* **THE REQUEST**:
Write out the records below again, substituting "all instances" for each occurrence of "every instance" and leaving everything else unchanged.

[Items in a dataset]
****************************************
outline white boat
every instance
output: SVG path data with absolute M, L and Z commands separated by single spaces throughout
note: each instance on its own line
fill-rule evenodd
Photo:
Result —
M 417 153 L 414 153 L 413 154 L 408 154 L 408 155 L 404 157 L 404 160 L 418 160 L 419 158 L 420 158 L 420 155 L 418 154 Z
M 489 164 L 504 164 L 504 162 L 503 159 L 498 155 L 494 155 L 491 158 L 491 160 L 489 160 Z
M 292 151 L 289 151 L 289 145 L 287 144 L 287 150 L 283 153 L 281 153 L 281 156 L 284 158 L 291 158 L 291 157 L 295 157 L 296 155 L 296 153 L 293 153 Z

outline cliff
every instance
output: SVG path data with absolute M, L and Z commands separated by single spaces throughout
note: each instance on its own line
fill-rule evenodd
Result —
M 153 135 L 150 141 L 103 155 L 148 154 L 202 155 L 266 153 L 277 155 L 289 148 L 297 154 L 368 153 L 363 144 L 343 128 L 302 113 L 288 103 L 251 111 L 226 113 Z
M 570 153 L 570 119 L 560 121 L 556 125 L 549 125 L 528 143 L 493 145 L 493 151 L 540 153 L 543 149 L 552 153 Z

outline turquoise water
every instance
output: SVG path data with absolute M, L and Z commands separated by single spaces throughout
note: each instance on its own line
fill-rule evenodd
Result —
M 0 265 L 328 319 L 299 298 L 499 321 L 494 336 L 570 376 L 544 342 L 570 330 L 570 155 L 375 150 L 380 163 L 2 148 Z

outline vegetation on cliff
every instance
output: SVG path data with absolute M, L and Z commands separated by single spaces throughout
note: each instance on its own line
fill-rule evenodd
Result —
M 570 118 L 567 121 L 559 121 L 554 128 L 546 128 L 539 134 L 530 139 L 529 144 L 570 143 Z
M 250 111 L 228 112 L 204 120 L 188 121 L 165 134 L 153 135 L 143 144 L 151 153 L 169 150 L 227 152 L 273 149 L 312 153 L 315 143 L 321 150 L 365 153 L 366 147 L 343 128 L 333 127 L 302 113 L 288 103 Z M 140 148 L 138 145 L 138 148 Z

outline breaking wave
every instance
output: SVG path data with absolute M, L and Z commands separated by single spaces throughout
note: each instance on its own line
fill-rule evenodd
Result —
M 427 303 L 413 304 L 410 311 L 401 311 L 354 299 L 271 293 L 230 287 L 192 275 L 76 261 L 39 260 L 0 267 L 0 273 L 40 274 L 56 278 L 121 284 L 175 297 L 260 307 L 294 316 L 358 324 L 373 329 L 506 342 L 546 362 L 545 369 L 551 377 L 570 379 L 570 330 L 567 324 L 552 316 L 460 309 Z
****************************************
* **CORRECT ANSWER**:
outline white boat
all instances
output: SVG path data with absolute M, L and Z commands separated by single spaces throughout
note: each instance on its own line
fill-rule evenodd
Photo:
Result —
M 417 153 L 414 153 L 413 154 L 408 154 L 408 155 L 404 157 L 404 160 L 418 160 L 419 158 L 420 158 L 420 155 L 418 154 Z
M 489 164 L 504 164 L 504 162 L 503 159 L 498 155 L 494 155 L 491 158 L 491 160 L 489 160 Z
M 292 151 L 289 151 L 289 145 L 287 144 L 287 150 L 283 153 L 281 153 L 281 156 L 284 158 L 291 158 L 291 157 L 295 157 L 296 155 L 296 153 L 293 153 Z

outline cliff
all instances
output: SVG path data with absolute M, L and Z commands separated by single spaces throughout
note: each instance on its own line
fill-rule evenodd
Result —
M 153 135 L 150 141 L 103 155 L 148 154 L 202 155 L 266 153 L 277 155 L 289 148 L 297 154 L 368 153 L 363 144 L 343 128 L 302 113 L 288 103 L 251 111 L 226 113 Z
M 570 153 L 570 119 L 560 121 L 556 125 L 549 125 L 528 143 L 493 145 L 493 151 L 540 153 L 543 149 L 552 153 Z

outline turquoise water
all instances
output: SVG path data with absolute M, L and Z commands separated by single spaces throughout
note: each instance on its own line
fill-rule evenodd
Result —
M 0 265 L 328 319 L 299 298 L 499 321 L 494 336 L 570 376 L 544 342 L 570 330 L 570 155 L 375 150 L 380 163 L 2 148 Z

outline vegetation on cliff
all instances
output: SVG path data with absolute M, L and Z commands separated by single spaces throughout
note: each instance on its own line
fill-rule evenodd
Result —
M 570 118 L 567 121 L 559 121 L 554 128 L 546 128 L 539 134 L 530 139 L 529 144 L 570 143 Z
M 250 111 L 228 112 L 204 120 L 188 121 L 165 134 L 153 135 L 143 144 L 151 153 L 169 150 L 227 152 L 273 149 L 312 153 L 315 143 L 321 150 L 365 153 L 366 147 L 343 128 L 333 127 L 302 113 L 288 103 Z M 140 148 L 138 145 L 138 148 Z

outline breaking wave
all instances
output: SVG path data with absolute M, L and Z commands separated by single spaces throughout
note: each instance on its own line
fill-rule evenodd
Result —
M 427 303 L 413 304 L 410 311 L 401 311 L 354 299 L 271 293 L 230 287 L 192 275 L 76 261 L 39 260 L 0 267 L 0 273 L 40 274 L 56 278 L 121 284 L 175 297 L 260 307 L 294 316 L 358 324 L 373 329 L 506 342 L 546 362 L 545 369 L 551 377 L 570 379 L 570 330 L 567 324 L 552 316 L 460 309 Z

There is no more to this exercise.